§ REQUIRED ACTION
Restate the entries below word for word, leaving nothing out.

=====

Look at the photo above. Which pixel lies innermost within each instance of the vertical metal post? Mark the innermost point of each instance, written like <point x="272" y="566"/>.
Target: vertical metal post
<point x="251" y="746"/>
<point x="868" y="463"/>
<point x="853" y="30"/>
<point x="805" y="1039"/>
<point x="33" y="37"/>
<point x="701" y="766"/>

=====

§ SOLUTION TO THIS TASK
Look at the photo above. Which pixel lies innermost within each instance of the vertical metal post? Mark the innermost point of each instance, written like <point x="272" y="566"/>.
Target: vertical metal post
<point x="251" y="746"/>
<point x="868" y="463"/>
<point x="853" y="30"/>
<point x="805" y="1039"/>
<point x="33" y="37"/>
<point x="701" y="766"/>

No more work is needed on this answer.